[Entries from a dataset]
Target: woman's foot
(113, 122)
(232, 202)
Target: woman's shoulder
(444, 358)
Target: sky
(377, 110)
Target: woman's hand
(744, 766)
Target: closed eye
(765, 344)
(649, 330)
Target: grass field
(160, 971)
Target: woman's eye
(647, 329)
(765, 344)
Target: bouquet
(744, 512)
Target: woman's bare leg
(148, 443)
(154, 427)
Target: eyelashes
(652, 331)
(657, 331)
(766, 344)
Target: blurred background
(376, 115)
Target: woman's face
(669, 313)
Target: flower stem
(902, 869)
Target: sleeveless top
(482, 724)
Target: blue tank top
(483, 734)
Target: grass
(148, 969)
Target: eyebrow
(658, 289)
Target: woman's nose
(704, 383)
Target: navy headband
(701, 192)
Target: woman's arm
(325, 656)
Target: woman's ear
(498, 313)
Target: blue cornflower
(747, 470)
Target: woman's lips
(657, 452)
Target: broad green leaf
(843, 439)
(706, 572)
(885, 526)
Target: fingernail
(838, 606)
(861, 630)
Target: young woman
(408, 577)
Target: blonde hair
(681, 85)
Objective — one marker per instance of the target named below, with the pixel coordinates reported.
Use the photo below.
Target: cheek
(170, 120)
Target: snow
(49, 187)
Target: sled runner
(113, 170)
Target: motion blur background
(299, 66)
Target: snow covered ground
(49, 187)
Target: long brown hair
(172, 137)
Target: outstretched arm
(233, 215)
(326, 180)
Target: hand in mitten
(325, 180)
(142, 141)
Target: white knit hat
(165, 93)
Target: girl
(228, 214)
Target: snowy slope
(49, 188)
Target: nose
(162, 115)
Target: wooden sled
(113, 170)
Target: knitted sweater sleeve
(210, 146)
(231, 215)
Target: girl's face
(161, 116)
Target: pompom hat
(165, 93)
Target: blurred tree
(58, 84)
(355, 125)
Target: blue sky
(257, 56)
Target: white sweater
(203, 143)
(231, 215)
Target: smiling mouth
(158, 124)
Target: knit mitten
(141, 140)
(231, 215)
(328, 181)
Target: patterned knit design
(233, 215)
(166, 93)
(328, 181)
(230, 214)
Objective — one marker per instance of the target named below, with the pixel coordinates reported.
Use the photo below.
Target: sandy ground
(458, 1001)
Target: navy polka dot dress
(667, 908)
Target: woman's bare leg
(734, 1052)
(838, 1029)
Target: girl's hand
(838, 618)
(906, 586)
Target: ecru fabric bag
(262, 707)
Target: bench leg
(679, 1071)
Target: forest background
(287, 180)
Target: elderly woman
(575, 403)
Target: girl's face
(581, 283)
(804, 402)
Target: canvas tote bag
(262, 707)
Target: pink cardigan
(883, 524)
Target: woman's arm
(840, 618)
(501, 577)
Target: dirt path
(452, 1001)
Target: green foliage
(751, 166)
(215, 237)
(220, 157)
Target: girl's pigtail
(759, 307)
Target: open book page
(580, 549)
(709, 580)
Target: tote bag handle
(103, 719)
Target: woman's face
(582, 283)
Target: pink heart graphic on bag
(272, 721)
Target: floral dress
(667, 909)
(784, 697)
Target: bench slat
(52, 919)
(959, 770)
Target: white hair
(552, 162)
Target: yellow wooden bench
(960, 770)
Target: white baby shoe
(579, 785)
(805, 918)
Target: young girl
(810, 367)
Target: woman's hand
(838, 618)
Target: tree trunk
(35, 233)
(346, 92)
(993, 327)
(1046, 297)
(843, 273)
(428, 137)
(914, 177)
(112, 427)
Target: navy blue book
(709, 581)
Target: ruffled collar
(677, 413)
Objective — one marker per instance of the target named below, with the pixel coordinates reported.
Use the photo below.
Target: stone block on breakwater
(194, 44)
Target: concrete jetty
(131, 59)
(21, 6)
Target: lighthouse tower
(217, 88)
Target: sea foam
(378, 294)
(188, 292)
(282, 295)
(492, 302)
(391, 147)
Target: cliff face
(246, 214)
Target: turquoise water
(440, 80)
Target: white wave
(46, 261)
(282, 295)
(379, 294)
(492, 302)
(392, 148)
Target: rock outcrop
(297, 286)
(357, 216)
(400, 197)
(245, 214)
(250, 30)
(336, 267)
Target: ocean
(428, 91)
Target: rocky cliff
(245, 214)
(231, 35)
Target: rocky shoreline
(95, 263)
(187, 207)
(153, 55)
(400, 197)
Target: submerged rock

- _Problem details_
Write out exactly the final stretch of the records: the line containing "Target: navy blue book" and every line after it, through the last, and nothing else.

- _Solution for this task_
Target: navy blue book
(709, 581)
Target: ruffled collar
(677, 413)
Objective — one marker per instance of the target named below, with the pixel coordinates reported.
Use the photo below.
Target: stone block on breakwater
(194, 44)
Target: concrete jetty
(131, 59)
(21, 6)
Target: lighthouse tower
(217, 88)
Target: sea foam
(378, 294)
(188, 292)
(282, 295)
(492, 302)
(391, 147)
Target: cliff face
(246, 214)
Target: turquoise water
(440, 80)
Target: white wave
(46, 261)
(282, 295)
(379, 294)
(492, 302)
(392, 148)
Target: rock outcrop
(297, 286)
(357, 216)
(400, 197)
(245, 214)
(250, 30)
(336, 267)
Target: ocean
(428, 91)
Target: rocky cliff
(245, 214)
(231, 35)
Target: rocky shoreline
(95, 263)
(187, 207)
(153, 55)
(400, 197)
Target: submerged rock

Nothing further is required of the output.